Point localization data:
----
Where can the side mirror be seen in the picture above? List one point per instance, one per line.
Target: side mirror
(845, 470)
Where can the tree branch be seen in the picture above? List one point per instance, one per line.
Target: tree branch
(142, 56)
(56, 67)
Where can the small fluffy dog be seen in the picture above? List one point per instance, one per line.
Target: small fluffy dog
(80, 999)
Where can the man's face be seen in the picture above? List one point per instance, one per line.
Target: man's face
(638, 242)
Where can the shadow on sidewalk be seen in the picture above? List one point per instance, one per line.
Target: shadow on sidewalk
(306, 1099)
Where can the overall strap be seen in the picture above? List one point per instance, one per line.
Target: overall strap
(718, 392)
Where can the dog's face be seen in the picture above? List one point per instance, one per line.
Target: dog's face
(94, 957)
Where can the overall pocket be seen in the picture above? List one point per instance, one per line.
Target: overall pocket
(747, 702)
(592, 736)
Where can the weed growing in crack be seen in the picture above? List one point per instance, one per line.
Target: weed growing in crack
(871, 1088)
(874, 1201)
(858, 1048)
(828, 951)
----
TASK ITEM:
All records above are to be output again exactly as they stand.

RESULT FOR THIS EXERCISE:
Where can the side mirror be seen in the picture above? List one point per instance, one per line.
Target: side mirror
(845, 470)
Where can the tree branch be seen in the picture above? List one point per instance, one per line.
Target: tree branch
(142, 56)
(56, 67)
Where can the small fluffy dog be seen in the picture above? List one point per instance, one per line.
Target: small fluffy dog
(80, 999)
Where can the man's face be seen in the picture above? List one point per instance, one per line.
Target: man's face
(638, 242)
Where can the shadow on sidewalk be seen in the picture above? List one point per instance, one per line.
Target: shadow on sidewalk
(306, 1099)
Where can the overall strap be seen in the picture above? List one point per instance, one per line.
Target: overall strap
(718, 392)
Where can the dog's face be seen in the picture above? List one point per instance, one per line.
Target: dog's face
(94, 957)
Where can the overall pocket be seen in the picture above? List one point per instance, one per line.
Target: overall pocket
(747, 702)
(592, 736)
Where can the weed growing in crack be seen in the picture above? List one point per instance, one per line.
Target: weed growing in crack
(871, 1088)
(874, 1201)
(858, 1048)
(828, 951)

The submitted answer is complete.